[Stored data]
══════════════════════════════

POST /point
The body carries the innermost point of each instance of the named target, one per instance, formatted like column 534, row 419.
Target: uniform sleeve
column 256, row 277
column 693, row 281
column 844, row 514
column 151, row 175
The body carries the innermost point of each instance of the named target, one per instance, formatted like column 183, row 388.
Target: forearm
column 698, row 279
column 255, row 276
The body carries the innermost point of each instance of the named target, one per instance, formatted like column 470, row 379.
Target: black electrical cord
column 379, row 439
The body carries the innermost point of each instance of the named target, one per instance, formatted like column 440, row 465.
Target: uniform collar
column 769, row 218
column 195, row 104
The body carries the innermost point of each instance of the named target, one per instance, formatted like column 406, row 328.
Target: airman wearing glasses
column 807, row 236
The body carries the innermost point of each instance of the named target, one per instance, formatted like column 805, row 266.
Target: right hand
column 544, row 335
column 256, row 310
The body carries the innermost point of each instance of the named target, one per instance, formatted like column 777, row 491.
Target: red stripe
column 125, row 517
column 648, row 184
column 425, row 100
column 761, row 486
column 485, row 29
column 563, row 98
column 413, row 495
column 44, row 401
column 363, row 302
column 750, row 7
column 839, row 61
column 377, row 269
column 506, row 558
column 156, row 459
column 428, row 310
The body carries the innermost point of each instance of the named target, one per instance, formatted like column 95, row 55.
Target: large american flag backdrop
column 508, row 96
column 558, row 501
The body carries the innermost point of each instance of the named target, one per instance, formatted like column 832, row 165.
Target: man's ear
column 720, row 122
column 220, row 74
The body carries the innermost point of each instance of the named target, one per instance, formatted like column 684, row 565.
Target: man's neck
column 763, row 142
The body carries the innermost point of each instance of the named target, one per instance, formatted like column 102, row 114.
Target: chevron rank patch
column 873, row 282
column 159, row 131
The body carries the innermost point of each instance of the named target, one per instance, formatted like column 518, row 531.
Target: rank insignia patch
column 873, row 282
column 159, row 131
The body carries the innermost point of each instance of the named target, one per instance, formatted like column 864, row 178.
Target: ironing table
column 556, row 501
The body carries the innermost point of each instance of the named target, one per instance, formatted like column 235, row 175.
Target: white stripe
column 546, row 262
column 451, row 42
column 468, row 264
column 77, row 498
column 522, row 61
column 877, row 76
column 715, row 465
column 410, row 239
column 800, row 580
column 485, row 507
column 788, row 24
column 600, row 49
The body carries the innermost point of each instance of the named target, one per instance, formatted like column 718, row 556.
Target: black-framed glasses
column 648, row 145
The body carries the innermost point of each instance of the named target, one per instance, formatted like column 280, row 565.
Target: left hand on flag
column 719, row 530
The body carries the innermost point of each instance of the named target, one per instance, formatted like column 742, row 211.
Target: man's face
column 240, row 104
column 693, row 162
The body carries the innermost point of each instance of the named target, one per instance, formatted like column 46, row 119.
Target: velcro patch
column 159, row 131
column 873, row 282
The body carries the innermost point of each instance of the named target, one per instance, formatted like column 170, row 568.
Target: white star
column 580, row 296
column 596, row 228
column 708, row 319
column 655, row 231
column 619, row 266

══════════════════════════════

» **Problem**
Retype all of the entries. Keep each one exactly as written.

» **Exercise solution**
POST /point
The body carries the innermost point of each instance of the named target, one per instance, formatted like column 534, row 419.
Target: uniform sleeve
column 256, row 277
column 693, row 281
column 844, row 514
column 151, row 175
The body carries the innermost point of each instance of the named target, one per instance, formatted like column 183, row 388.
Target: forearm
column 698, row 279
column 255, row 276
The body carries the innermost point of each instance of the named target, one per instance, formatted like column 470, row 379.
Target: black electrical cord
column 379, row 439
The body carries the innermost point of each instance of the named target, one per instance, formatted like column 440, row 465.
Target: uniform collar
column 769, row 218
column 195, row 104
The body carries the innermost point of each instance of the named target, one per instance, formatted like column 406, row 328.
Target: airman wearing glasses
column 807, row 236
The body carries the innermost point of each instance of the named target, one per instance, formatted like column 805, row 266.
Target: right hand
column 544, row 335
column 256, row 310
The body carries the innermost point of each instance of the named target, one per instance, formatted like column 777, row 491.
Target: red stripe
column 125, row 517
column 648, row 184
column 425, row 100
column 761, row 486
column 485, row 29
column 563, row 98
column 413, row 495
column 44, row 401
column 363, row 302
column 750, row 7
column 839, row 61
column 377, row 269
column 506, row 558
column 156, row 459
column 428, row 310
The body carries the innermost point of each instance of the named target, one per instance, formatted like column 95, row 55.
Target: large american flag backdrop
column 508, row 96
column 558, row 501
The body carries the innermost point of each instance of the named target, one per instance, formatted like column 832, row 165.
Target: man's ear
column 720, row 122
column 220, row 74
The body carries the innermost point of each instance of the named target, one per instance, formatted like column 684, row 565.
Target: man's neck
column 763, row 142
The body carries the innermost point of each instance of the named target, one per instance, formatted like column 102, row 114.
Target: chevron rank patch
column 873, row 282
column 159, row 131
The body carries the innermost point of each instance of the named target, one per instance, formatted like column 518, row 531.
Target: rank insignia patch
column 873, row 282
column 159, row 131
The body carries the innermost point of each instance of the named target, one per instance, formatted like column 864, row 178.
Target: ironing table
column 556, row 501
The body carries the innermost point of each instance of the named target, one per instance, formatted like column 235, row 175.
Target: white stripe
column 546, row 262
column 451, row 42
column 468, row 264
column 77, row 498
column 522, row 61
column 877, row 76
column 715, row 465
column 410, row 239
column 800, row 580
column 485, row 507
column 788, row 24
column 600, row 49
The body carries the innermost point of each instance of the named target, one per instance, formatted like column 718, row 556.
Target: black-framed glasses
column 648, row 145
The body carries the innermost point of each instance of the named target, one per instance, formatted like column 280, row 565.
Target: left hand on flag
column 719, row 530
The body carries the innermost point of each instance of the named target, one per instance, formatted like column 742, row 211.
Target: man's face
column 240, row 104
column 693, row 162
The body carries the innermost point of each instance of the named target, one per instance, formatted like column 46, row 119.
Target: velcro patch
column 159, row 131
column 873, row 282
The body carries the innermost point of each instance of the named target, one per instance, formatted like column 170, row 568.
Target: white star
column 580, row 296
column 596, row 228
column 708, row 319
column 655, row 231
column 619, row 266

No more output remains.